Request A » Please decide whether each statement agrees with the article about the Black Mumba graphic novel: (i) the anthology contains four stories; (ii) the stories are set in the past; (iii) the artwork uses color. Answer yes or no for each, quoting the words from the article that settle it.
Request B » Write the next part of the article about the Black Mumba graphic novel, picking up right after its final sentence.

Selected excerpt »

^^^^^^^^

Black Mumba , a crime noir graphic novel by Ram Venkatesan, explores the dark underbelly of life in the Maximum City

A Black Mumba coils around a lined, weary, moustachioed face. The rheumy eyes of Inspector Dev show no sign of fear or surprise. Yet, he knows how deadly, how unpredictable the snake can be.
The cover art of comic book Black Mumba reflects the very nature of the relationship between Mumbai and a Mumbaikar, who has weathered the storm that is life in the city.
Authored by London-based writer and graphic novelist Ram Venkatesan, Black Mumba is an anthology of crime noir short stories set in Mumbai, portraying the many dark shades of the City of Dreams.
“The black in the title refers to the darkness in the stories and also because we wanted to say that even in the absence of light there is hope and beauty to be found. ‘Mumba’ refers to the Goddess after which the city is named. We wanted to refer to something ancient, something that is rooted in the city yet a part of its modern face,” says Ram, author of the popular Aghori graphic novel series and a native of Mumbai himself.
Black Mumba consists of four stories, in the order, ‘It’s a Wonderful World’ by Devmalya Pramanik, ‘Rats in the Dark’ by Roshan Kurichiyanil, ‘Dead Rain’ by Kishore and ‘The Witch of the Boria House’ by Devamalya. The lettering is by Aditya Bidikar.
The stories, set in the present time, are told through the eyes of a weather-worn police officer, Inspector Dev. “Each of them are snapshots of incidents or cases that he encounters. They start off like crime noir stories and then twist into strange or even magical tales. You realise that there are no good or bad guys in the stories, only the weird, the hopeful, the bleak, the oppressive nature of life in Mumbai,” says Ram, in an internet chat from London. “That is also why we used stark black and white art work to tell stories about the greys in life,” he adds.

^^^^^^^^

[Location identification items]
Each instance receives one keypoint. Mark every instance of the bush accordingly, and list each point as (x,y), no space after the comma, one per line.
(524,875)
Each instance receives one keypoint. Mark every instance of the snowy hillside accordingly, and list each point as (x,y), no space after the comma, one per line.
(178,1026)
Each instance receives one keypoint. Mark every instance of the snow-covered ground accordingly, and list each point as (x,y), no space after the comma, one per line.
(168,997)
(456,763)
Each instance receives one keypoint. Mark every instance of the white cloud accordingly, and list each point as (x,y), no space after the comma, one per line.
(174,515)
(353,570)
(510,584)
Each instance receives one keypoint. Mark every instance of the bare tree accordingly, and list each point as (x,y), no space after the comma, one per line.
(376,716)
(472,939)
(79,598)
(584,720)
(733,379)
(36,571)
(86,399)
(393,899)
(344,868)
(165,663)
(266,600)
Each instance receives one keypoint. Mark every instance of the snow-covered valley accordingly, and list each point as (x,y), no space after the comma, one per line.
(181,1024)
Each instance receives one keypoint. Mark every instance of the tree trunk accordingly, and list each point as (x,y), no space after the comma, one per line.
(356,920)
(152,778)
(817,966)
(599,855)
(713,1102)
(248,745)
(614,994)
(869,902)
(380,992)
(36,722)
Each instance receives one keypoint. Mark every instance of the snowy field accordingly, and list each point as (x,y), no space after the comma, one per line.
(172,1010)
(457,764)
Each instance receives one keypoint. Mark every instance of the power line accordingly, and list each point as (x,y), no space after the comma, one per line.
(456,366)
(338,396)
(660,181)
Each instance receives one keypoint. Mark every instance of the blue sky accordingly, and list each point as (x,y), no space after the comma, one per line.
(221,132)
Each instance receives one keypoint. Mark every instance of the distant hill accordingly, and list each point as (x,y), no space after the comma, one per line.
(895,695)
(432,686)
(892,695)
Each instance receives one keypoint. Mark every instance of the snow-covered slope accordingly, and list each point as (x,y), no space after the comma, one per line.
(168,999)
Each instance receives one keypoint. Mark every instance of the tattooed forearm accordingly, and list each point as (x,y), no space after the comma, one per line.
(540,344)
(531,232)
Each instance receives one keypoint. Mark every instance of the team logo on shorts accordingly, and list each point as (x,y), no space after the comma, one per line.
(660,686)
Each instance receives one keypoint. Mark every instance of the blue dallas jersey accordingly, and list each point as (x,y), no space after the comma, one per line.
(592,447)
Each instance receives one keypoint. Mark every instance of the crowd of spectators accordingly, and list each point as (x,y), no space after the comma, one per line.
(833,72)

^^^^^^^^

Final result A »
(i) Yes: "Black Mumba consists of four stories"
(ii) No: "The stories, set in the present time"
(iii) No: "we used stark black and white art work"

Final result B »
It began as a single story, ‘Dead Rain,’ inspired by Paul Auster’s New York trilogy, which Ram and Kishore, a comic book artist from Thiruvanathapuram, pitched to an Indie publisher in the United States. They got the go ahead and the youngsters created a 12-page comic for Blood Root , a horror anthology series. Kishore and Ram have now expanded the story for Black Mumba . “That really put the idea in my head to do more stories set in Mumbai, with strange and weird themes. I wanted to make them look like crime noir without having crime or criminals in them. Also, there is a real need for modern contemporary comics in India. We have mythology, fantasy and even refurbished Marvel and DC stories. Original graphic novels are rare and I felt these stories were fundamentally Indian yet fresh and new,” says Ram.
Portrayed in the, nowadays, rarely used 1940s black white noir style, the art in Black Mumba blends very well with the eerie tales. “These are not your usual run-of- the-mill crime plots. They are much more gritty and realistic, which showcases the stark nature of life in the city in tandem with the cynicism and personal conflicts of the protagonist Dev. In ‘Dead Rain’ we have used a lot of grey. But the other stories are lot more gory . So we have used only black and white to portray them,” explains Kishore.
They sent out the book to some writers and artists in the industry. “John Arcudi (creator of The Mask), Ivan Brandon, Dan Watters, Nic Klein and Alex Paknadel were all kind enough to read the book and give us their opinions,” says Ram.
He himself is the producer of the project. A Kickstarter campaign to crowd-fund Black Mumba is underway.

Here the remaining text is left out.